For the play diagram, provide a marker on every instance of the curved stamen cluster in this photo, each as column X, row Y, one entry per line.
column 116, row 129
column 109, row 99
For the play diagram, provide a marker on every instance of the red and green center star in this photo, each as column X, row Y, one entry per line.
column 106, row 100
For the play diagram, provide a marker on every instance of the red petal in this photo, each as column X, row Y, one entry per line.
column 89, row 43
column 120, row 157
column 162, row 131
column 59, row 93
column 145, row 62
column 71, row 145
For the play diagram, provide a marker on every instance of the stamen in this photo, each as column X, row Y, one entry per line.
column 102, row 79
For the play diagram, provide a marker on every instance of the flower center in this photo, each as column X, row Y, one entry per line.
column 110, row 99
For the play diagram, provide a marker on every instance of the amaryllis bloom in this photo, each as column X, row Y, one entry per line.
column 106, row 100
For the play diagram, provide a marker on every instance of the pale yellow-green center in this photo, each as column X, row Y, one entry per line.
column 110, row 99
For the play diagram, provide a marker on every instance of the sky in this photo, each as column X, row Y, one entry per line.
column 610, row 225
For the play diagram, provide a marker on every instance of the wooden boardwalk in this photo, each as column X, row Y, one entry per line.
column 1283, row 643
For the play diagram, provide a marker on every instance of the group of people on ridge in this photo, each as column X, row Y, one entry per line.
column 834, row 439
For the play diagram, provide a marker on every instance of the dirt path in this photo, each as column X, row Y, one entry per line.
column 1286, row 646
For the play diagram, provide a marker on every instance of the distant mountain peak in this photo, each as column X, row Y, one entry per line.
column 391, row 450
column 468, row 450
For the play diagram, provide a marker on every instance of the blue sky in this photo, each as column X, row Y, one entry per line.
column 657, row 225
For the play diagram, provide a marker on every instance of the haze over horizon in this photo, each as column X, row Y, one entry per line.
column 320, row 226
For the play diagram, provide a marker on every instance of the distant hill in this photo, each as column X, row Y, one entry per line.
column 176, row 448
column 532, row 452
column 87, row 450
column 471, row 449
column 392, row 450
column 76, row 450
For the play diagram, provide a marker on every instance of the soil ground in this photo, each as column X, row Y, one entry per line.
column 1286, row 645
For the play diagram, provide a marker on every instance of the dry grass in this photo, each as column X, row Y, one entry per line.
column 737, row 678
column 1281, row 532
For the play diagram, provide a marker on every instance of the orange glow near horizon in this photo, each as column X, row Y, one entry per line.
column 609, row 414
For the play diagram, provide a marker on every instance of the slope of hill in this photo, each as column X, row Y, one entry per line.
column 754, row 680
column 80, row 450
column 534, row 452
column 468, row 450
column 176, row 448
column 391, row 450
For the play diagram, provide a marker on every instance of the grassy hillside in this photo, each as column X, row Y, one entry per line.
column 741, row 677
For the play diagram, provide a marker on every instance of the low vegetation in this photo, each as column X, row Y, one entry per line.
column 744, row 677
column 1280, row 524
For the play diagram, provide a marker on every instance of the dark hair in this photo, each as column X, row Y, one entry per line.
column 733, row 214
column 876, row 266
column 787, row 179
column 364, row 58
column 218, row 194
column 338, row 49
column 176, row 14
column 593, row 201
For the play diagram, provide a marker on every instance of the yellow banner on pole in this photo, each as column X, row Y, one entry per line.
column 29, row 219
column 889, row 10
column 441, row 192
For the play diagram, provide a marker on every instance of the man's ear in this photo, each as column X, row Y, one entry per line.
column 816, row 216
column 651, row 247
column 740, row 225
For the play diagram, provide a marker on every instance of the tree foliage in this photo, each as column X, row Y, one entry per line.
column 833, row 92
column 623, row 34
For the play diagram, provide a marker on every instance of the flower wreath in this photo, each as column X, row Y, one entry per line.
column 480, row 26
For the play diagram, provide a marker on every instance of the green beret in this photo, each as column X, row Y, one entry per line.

========================================

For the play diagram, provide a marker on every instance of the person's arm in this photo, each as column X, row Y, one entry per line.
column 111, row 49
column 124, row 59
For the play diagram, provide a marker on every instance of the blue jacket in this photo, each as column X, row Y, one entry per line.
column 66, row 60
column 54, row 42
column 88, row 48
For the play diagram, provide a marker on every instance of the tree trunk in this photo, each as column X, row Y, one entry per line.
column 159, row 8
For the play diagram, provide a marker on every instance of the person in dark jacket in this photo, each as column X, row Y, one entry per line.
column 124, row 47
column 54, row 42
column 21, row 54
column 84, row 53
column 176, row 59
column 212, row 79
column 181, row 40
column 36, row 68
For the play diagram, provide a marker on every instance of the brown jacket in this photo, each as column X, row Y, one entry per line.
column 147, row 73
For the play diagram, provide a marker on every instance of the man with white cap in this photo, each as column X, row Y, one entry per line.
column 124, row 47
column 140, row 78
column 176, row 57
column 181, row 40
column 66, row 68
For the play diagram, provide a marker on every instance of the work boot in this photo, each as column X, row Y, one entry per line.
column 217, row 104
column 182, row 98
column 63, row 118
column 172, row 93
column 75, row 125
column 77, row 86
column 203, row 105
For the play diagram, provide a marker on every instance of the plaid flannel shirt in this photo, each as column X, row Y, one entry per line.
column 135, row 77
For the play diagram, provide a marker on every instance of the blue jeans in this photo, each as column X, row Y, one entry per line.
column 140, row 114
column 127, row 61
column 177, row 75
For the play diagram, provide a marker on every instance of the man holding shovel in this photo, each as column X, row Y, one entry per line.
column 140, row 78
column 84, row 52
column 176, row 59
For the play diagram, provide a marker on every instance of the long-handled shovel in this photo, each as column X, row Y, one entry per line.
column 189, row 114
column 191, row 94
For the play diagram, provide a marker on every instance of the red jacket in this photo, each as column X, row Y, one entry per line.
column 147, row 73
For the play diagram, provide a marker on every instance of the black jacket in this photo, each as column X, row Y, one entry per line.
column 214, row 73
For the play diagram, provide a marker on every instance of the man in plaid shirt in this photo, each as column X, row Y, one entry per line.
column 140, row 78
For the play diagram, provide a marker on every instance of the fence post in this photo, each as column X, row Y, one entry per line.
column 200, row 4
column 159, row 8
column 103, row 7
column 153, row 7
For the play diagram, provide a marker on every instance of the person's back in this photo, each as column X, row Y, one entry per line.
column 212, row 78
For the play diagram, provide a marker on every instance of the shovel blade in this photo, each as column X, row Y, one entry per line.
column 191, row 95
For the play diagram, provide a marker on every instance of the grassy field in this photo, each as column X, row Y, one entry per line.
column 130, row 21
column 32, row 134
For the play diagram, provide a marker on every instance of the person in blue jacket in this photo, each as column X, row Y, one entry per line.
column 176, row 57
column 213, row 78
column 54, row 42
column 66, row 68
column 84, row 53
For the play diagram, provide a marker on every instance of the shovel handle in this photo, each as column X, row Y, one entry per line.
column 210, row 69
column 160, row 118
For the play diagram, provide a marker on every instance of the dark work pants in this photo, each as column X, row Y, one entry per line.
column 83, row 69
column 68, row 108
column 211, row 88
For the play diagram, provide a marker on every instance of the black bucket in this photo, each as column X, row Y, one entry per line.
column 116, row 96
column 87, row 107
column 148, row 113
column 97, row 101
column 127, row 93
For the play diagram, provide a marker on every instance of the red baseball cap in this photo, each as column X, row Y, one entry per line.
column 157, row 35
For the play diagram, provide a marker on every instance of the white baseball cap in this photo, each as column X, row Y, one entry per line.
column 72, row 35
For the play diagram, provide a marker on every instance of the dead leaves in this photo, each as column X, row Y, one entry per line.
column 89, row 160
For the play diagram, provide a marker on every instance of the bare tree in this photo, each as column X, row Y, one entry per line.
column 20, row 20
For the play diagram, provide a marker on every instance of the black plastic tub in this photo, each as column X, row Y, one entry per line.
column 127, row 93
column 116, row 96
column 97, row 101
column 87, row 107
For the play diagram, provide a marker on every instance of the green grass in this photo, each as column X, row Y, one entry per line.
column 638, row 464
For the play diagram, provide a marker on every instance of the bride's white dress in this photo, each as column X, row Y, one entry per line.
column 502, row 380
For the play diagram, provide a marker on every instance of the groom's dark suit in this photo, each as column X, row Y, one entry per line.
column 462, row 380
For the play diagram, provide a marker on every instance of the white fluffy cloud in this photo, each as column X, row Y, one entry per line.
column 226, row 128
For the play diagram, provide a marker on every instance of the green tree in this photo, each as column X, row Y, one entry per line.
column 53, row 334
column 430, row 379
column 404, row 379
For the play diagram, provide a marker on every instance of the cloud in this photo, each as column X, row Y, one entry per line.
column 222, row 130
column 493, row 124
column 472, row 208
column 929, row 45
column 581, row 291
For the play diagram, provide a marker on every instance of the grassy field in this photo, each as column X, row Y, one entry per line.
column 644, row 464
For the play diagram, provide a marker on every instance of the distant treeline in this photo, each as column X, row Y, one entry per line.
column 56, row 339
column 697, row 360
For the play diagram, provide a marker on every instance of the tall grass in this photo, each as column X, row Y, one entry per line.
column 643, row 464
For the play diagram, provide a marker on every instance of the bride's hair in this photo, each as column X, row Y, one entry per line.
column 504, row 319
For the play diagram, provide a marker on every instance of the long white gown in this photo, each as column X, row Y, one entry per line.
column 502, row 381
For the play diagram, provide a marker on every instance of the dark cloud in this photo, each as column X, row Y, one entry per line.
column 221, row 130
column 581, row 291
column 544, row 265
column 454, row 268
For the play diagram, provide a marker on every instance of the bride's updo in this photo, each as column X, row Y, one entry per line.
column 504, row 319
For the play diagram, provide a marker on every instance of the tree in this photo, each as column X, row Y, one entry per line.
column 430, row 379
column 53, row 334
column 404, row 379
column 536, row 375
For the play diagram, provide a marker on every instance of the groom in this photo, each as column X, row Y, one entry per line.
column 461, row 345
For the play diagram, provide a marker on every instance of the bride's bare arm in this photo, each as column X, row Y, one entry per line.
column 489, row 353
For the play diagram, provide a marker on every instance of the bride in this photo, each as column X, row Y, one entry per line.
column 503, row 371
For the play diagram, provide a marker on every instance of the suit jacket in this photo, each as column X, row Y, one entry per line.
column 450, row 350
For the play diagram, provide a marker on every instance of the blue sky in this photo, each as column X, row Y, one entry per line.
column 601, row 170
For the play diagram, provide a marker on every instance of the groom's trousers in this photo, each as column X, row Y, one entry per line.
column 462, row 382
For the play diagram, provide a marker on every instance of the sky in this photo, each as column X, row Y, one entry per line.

========================================

• _The problem_
Copy out the records again, starting at the line that contains "the white fluffy" and stopping after the line that contains "column 697, row 360".

• _Answer in full_
For the play diagram, provide a marker on every instance of the white fluffy cloud in this photo, each as column X, row Y, one entry per line.
column 226, row 128
For the play diagram, provide a marker on every instance of the green tree in this photo, each as column X, row Y, one entry per line.
column 53, row 334
column 430, row 379
column 404, row 379
For the play diagram, provide a marker on every instance of the cloud in this photo, each as column X, row Y, one entry per line.
column 222, row 130
column 493, row 124
column 472, row 208
column 929, row 45
column 581, row 291
For the play diagram, provide a marker on every instance of the grassy field in this photo, each as column X, row Y, one entry per line.
column 644, row 464
For the play diagram, provide a marker on every instance of the distant treeline in this photo, each as column X, row Y, one entry per line.
column 56, row 339
column 697, row 360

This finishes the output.